Render the stretch of lines from the one containing "Category: the bush" through the one containing "pixel 305 104" as a JSON list of strings, one string per line, leaving out any blank lines.

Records
>> begin

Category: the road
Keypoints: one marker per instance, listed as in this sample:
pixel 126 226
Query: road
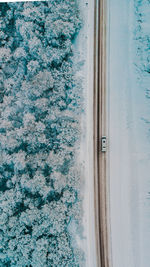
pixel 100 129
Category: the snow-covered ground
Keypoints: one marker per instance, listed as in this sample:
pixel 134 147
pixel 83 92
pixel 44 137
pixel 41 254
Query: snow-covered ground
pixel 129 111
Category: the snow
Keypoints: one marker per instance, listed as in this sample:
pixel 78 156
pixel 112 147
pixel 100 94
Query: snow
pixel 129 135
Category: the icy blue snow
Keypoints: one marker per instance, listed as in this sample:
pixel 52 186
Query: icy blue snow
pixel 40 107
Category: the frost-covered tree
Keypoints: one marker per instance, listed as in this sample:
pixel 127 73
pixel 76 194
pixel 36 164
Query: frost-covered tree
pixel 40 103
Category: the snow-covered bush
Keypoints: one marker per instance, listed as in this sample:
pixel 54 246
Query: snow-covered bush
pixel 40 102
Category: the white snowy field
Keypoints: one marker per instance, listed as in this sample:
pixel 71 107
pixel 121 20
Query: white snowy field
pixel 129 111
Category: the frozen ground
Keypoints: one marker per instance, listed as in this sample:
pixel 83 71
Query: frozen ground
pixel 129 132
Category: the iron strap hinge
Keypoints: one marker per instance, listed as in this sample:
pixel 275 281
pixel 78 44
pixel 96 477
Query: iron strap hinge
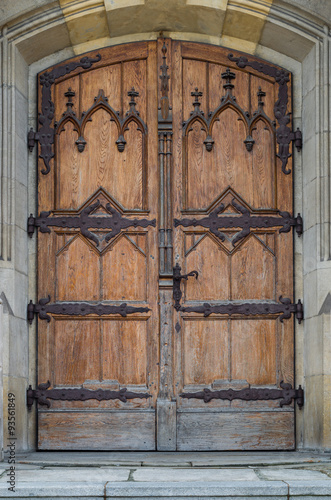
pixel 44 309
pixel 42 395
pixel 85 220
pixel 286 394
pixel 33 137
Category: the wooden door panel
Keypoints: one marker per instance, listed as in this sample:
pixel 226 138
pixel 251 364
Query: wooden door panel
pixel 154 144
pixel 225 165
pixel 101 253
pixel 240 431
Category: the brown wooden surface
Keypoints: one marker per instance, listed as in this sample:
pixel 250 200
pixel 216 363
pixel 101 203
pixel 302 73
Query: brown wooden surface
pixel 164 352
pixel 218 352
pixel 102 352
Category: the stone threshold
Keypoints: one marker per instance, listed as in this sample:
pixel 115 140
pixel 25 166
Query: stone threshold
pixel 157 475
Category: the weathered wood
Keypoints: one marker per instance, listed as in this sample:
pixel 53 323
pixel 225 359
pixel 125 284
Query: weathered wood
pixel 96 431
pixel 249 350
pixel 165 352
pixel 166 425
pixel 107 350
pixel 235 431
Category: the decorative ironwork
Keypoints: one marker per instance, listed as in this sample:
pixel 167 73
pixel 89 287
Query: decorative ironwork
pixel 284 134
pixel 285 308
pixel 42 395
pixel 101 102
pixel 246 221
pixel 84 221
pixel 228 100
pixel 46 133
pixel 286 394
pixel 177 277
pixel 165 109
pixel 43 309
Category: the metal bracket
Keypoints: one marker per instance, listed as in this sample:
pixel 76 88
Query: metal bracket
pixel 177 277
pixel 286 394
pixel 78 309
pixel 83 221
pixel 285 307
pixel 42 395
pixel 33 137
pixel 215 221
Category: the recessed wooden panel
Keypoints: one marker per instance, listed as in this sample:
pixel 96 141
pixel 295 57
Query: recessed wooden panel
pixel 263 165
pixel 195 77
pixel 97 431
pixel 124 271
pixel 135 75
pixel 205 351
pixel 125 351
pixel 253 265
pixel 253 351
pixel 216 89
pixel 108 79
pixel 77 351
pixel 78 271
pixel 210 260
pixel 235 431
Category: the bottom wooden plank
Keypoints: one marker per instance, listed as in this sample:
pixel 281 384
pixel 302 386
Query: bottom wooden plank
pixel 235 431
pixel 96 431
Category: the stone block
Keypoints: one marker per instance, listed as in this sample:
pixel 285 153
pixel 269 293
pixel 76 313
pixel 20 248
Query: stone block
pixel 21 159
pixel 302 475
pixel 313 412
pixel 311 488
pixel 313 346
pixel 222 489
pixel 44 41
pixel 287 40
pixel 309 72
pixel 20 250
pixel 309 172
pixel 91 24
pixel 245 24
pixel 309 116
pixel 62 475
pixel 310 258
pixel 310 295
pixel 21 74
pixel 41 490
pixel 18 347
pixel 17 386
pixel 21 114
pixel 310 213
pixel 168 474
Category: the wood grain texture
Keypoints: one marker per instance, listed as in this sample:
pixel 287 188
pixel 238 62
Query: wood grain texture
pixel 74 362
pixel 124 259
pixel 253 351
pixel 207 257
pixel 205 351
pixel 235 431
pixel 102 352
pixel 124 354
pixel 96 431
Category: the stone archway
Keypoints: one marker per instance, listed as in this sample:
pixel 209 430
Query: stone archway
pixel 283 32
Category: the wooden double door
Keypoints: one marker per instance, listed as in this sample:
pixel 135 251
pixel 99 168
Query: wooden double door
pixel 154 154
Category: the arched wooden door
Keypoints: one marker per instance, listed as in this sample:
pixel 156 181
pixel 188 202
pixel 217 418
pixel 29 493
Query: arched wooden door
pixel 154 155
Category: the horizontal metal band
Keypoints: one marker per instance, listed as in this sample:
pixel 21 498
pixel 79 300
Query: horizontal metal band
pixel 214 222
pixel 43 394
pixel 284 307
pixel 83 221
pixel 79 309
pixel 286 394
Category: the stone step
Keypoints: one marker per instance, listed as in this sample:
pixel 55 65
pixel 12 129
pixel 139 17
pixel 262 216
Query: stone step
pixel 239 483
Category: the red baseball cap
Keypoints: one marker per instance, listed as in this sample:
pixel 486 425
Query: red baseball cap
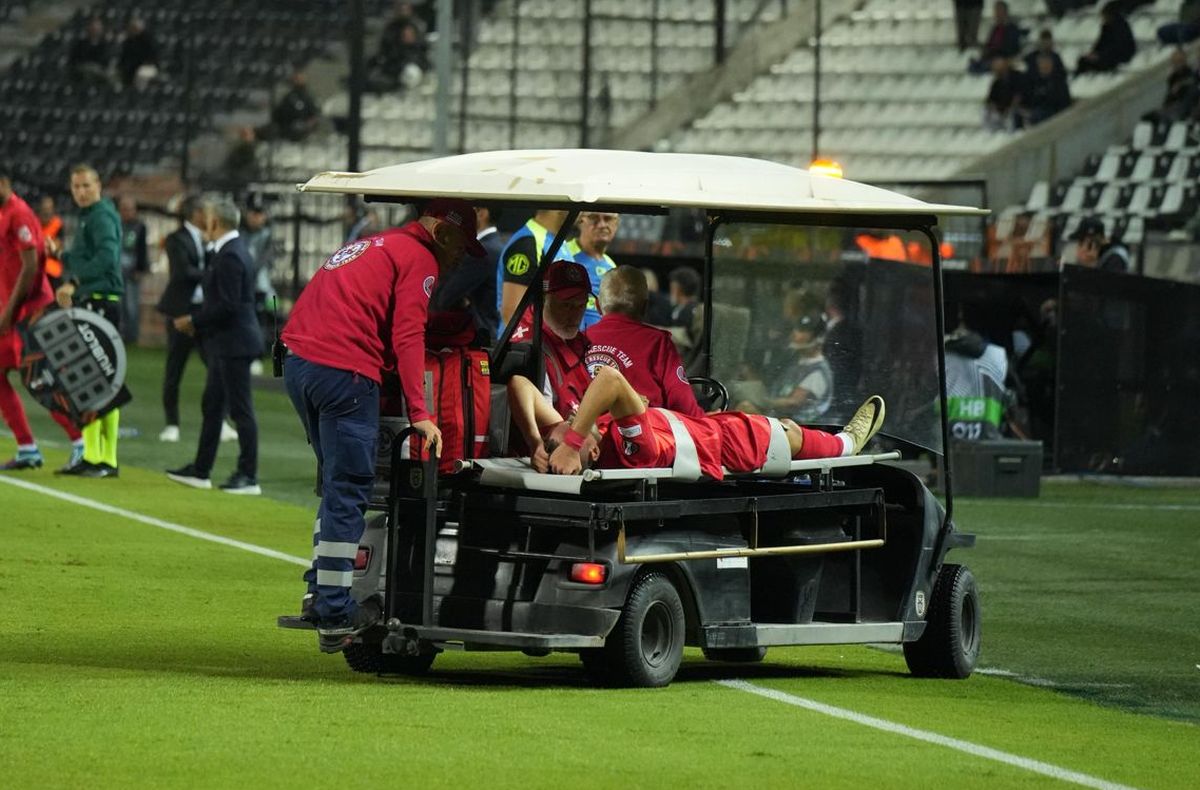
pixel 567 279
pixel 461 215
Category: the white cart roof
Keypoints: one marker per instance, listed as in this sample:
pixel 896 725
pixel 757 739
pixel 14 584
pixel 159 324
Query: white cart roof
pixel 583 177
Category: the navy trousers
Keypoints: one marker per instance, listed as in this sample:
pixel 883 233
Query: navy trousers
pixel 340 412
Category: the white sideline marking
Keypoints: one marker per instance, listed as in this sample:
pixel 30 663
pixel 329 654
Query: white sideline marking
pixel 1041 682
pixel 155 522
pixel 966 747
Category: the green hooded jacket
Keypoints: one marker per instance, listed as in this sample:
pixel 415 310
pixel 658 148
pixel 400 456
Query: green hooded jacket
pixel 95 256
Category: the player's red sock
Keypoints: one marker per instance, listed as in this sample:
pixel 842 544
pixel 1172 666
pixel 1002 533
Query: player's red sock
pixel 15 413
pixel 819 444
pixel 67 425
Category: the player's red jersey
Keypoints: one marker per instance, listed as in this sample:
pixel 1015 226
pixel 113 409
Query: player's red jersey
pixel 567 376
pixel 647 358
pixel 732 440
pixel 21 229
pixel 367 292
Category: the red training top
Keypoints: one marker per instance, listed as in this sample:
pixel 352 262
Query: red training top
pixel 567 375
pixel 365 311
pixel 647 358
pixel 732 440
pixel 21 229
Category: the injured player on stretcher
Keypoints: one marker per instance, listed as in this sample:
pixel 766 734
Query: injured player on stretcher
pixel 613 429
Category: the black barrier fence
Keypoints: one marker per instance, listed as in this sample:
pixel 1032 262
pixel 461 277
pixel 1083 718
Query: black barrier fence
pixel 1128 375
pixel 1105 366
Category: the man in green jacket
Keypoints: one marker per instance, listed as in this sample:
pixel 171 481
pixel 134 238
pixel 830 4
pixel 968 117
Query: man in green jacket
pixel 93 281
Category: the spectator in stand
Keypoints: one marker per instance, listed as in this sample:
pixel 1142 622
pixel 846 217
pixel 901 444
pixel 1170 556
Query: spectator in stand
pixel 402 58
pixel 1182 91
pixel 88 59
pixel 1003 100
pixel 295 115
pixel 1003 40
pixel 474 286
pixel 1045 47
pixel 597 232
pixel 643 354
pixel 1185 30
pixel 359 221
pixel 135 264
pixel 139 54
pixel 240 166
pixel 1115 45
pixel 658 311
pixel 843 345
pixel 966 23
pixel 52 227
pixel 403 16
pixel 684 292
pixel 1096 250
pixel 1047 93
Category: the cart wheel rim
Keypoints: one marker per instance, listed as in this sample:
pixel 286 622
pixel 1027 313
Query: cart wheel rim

>> end
>> begin

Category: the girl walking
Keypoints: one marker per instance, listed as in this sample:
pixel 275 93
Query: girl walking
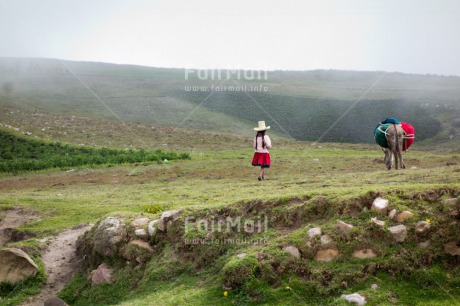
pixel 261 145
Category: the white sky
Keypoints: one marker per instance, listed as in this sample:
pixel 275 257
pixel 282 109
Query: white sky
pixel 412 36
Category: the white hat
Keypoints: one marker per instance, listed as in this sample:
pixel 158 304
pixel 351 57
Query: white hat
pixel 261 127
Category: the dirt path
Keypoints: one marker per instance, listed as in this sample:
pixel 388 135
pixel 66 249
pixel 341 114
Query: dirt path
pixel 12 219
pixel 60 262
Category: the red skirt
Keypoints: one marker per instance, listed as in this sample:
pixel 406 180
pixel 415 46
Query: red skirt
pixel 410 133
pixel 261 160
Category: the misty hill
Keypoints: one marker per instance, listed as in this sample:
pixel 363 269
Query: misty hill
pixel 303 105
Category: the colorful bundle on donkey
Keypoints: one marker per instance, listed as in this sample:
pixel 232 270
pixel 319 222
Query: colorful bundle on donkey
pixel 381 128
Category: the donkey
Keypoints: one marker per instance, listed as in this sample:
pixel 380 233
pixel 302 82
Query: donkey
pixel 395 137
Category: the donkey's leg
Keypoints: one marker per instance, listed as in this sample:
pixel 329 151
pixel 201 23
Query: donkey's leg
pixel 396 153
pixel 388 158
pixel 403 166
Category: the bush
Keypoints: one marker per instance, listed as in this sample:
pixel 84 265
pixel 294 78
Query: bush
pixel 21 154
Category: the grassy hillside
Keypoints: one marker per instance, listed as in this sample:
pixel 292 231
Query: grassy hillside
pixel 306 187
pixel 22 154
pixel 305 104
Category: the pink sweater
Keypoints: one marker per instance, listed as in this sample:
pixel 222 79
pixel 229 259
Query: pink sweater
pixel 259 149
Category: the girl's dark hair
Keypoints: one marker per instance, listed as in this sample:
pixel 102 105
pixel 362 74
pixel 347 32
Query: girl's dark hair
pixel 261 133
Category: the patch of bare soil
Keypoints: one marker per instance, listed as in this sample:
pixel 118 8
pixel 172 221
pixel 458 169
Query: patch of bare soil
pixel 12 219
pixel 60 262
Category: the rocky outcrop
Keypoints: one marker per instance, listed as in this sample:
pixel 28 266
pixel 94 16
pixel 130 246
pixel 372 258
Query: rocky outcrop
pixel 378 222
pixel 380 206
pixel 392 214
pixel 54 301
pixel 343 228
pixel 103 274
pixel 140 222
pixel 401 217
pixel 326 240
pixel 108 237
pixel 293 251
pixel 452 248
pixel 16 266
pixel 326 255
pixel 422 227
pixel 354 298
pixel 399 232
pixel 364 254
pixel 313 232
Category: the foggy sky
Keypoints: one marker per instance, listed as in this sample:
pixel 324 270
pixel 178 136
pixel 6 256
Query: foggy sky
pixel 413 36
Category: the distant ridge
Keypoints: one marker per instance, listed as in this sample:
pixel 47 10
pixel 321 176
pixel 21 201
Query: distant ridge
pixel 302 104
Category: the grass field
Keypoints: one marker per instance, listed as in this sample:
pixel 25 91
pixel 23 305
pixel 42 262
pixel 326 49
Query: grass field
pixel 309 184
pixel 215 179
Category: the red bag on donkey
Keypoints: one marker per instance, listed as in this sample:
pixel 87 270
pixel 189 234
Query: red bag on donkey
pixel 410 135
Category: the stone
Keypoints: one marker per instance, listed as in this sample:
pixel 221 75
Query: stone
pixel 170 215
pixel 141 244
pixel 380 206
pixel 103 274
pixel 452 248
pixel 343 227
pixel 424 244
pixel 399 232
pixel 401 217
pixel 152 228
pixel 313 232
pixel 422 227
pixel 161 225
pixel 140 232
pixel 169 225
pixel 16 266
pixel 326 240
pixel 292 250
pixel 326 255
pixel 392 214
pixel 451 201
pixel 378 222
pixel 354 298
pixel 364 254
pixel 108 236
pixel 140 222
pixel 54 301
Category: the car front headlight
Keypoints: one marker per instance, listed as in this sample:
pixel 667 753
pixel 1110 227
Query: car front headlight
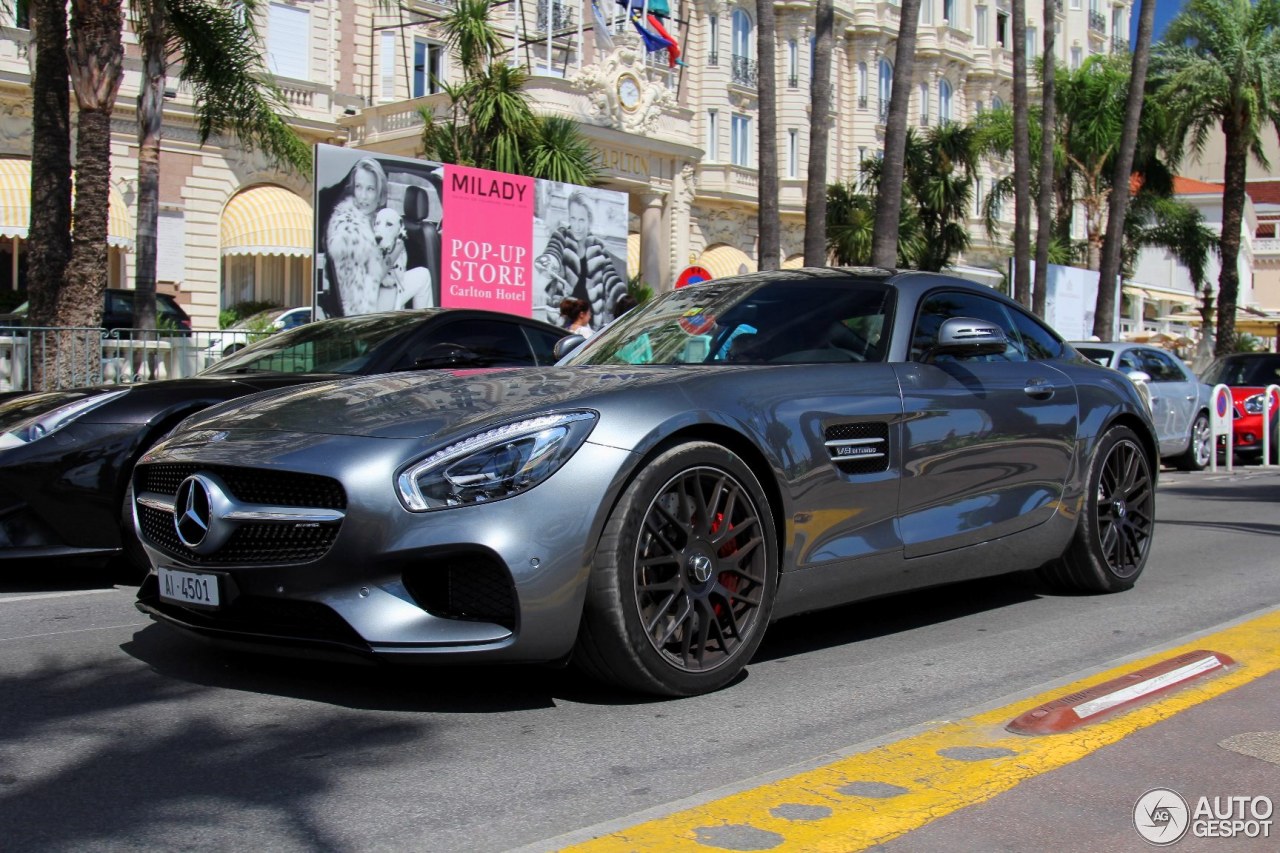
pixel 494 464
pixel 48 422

>> end
>> begin

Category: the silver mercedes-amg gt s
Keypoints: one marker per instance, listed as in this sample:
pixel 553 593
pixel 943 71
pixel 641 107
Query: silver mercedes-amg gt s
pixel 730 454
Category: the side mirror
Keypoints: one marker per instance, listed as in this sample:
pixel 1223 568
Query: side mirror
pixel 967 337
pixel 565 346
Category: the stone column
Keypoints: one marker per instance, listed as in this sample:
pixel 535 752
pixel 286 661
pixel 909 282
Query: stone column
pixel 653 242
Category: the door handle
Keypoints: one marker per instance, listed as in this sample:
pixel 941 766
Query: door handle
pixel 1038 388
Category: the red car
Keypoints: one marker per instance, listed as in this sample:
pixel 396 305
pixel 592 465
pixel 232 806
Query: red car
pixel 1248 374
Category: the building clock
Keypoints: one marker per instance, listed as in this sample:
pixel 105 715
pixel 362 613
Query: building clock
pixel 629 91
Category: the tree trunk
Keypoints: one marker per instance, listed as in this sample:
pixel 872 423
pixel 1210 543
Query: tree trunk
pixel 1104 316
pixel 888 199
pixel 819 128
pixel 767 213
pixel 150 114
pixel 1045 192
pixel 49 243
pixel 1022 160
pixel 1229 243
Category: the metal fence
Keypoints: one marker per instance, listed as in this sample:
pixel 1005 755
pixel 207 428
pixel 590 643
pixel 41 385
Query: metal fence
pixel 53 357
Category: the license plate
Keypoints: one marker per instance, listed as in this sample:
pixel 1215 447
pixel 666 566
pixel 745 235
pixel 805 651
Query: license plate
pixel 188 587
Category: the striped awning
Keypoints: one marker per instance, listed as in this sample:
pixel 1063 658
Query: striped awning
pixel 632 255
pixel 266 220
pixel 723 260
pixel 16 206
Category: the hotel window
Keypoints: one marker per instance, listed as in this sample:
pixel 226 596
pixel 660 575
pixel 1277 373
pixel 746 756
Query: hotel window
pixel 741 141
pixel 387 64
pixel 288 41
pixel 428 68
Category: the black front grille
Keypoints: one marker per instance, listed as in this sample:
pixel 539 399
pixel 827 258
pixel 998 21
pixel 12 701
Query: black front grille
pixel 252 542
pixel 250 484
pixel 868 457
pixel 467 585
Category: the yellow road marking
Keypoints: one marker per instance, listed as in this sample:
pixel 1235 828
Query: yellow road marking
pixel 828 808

>> end

§ **RESPONSE TO THIS EXERCISE**:
[
  "Category: the bush",
  "Keypoints: one marker per instance, listed as in this sample:",
  "pixel 84 265",
  "pixel 294 78",
  "Query: bush",
  "pixel 21 154",
  "Category: the grassy hillside",
  "Keypoints: one marker per instance, listed as in this sample:",
  "pixel 292 231",
  "Query: grassy hillside",
  "pixel 306 187",
  "pixel 22 154",
  "pixel 305 104"
]